(Beginning of Text)
In the wake of the Amber Dubois and Chelsea King tragedy, it is important to help children and teens to cope with the situation and find healing. In high school, one of my closest friends, skipped school one day to go swimming. He jumped into the reservoir and never came up. The loss was life-changing. Obviously God and prayer are essential, but God also placed other healing tools into our world and so I'd like to suggest some positive ways to help children and teens deal with a senseless loss like Chelsea's.
1. Let teens share their grief. Telling them to be strong and not discuss the event only leads to more complex reactions that may reveal themselves at later times. Teens have complex feelings during those formative years and being told to "be strong" does not help. Mourning is a process given us by God. Allow it to take place. Give them consistent and compassionate support during this process. In this sudden event, teens may face a more deep and intense sense of disorientation.
2. Make sure they have support to discuss and share their thoughts and feelings. Some teens may not have an adequate social circle for support and so parents and adults may need to step forward to provide what is lacking.
3. Extra help may be needed. Dr. Alan Wolfelt provides the following symptoms to watch for:
- symptoms of chronic depression, sleeping difficulties, restlessness and low self esteem
- academic failure or indifference to school-related activities
- deterioration of relationships with family and friends
- risk-taking behaviors such as drug and alcohol abuse, fighting, and sexual experimentation
- denying pain while at the same time acting overly strong or mature.
(End of Text)
(Beginning of Dataset records)
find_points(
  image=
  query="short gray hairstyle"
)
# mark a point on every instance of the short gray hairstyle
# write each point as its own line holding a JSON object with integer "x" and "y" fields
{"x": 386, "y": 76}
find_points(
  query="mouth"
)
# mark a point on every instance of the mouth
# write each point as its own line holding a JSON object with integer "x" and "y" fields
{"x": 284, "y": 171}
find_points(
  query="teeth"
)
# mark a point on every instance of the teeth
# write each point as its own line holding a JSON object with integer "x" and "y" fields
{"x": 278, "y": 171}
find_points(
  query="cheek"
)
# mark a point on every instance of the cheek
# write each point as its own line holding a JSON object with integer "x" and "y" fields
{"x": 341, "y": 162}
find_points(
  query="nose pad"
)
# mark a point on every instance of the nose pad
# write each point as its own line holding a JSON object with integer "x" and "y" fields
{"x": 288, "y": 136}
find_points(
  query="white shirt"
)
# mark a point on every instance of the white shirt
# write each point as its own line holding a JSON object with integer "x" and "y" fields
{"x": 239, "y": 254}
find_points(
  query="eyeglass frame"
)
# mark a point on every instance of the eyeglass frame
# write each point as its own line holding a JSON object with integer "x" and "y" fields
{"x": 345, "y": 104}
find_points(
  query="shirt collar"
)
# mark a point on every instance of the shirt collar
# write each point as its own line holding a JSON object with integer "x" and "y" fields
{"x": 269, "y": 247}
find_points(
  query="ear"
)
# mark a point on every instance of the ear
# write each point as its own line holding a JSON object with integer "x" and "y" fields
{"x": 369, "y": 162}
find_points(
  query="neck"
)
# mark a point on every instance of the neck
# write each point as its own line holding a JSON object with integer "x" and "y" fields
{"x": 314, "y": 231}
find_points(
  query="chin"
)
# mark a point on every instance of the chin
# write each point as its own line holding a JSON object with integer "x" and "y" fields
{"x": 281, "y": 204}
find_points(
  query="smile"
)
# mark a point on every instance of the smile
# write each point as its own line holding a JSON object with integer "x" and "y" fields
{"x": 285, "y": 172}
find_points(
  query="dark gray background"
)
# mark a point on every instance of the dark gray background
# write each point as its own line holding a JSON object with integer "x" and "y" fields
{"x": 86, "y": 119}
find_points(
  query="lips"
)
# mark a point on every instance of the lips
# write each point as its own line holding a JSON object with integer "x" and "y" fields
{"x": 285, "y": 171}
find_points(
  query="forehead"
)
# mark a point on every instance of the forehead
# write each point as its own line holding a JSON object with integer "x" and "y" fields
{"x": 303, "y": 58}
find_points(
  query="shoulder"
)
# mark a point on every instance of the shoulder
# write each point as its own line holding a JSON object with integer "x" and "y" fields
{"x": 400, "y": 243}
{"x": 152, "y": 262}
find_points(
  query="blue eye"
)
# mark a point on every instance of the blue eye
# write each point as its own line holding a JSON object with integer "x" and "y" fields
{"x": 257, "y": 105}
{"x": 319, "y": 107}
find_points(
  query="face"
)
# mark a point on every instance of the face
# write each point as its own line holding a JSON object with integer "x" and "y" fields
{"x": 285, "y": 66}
(End of Dataset records)
• Problem A:
Retype the article on helping teens cope with loss from "2. Make sure" up to and including "strong or mature.".
• Problem B:
Summarize the article on helping teens cope with loss in two sentences.
• Problem C:
Write what comes next in the article on helping teens cope with loss, picking up after its last sentence.
The stored data entries are material separate from the article.

• Expected output A:
2. Make sure they have support to discuss and share their thoughts and feelings. Some teens may not have an adequate social circle for support and so parents and adults may need to step forward to provide what is lacking.
3. Extra help may be needed. Dr. Alan Wolfelt provides the following symptoms to watch for:
- symptoms of chronic depression, sleeping difficulties, restlessness and low self esteem
- academic failure or indifference to school-related activities
- deterioration of relationships with family and friends
- risk-taking behaviors such as drug and alcohol abuse, fighting, and sexual experimentation
- denying pain while at the same time acting overly strong or mature.

• Expected output B:
In the wake of the Amber Dubois and Chelsea King tragedy, the article advises letting teens share their grief instead of telling them to be strong, and making sure they have support, with parents and adults stepping forward where a teen's social circle falls short. It adds that extra help may be needed and lists warning signs from Dr. Alan Wolfelt, such as chronic depression, academic failure, deteriorating relationships, risk-taking behaviors, and denying pain while acting overly strong or mature.

• Expected output C:
There are multiple opportunities for helping services. Professional therapists, school counselors, church leaders who may be able to help parents and teens to work through their grieving process. Don't be afraid to not know what to do and to reach out for others who have been trained in this arena. Peer support groups are also an excellent opportunity to help a teen cope with their emotions.
3. A proper adult response is necessary for healing. Adults may have learned to cope with tragedy by being strong and tough, however a teen has not learned those coping mechanisms and will need to be able to express themselves and grieve. Teens need to know it is alright to have emotions at times like this and that the feelings won't last forever. If the emotions are ignored, teens may actually feel more alone and isolated.
4. Understand the depth of the loss. For a teen, a loss like this situation is shattering. Dealing with grief is multifaceted. Not all teens will react the same. Grief is a normal expression of a love for a person or situation. Teens do not choose between grieving and not grieving. Help them with love and understanding. God will use you in these moments to provide comfort and support. There are no easy answers even from scripture for situations like the King's are experiencing, but God does comfort his children.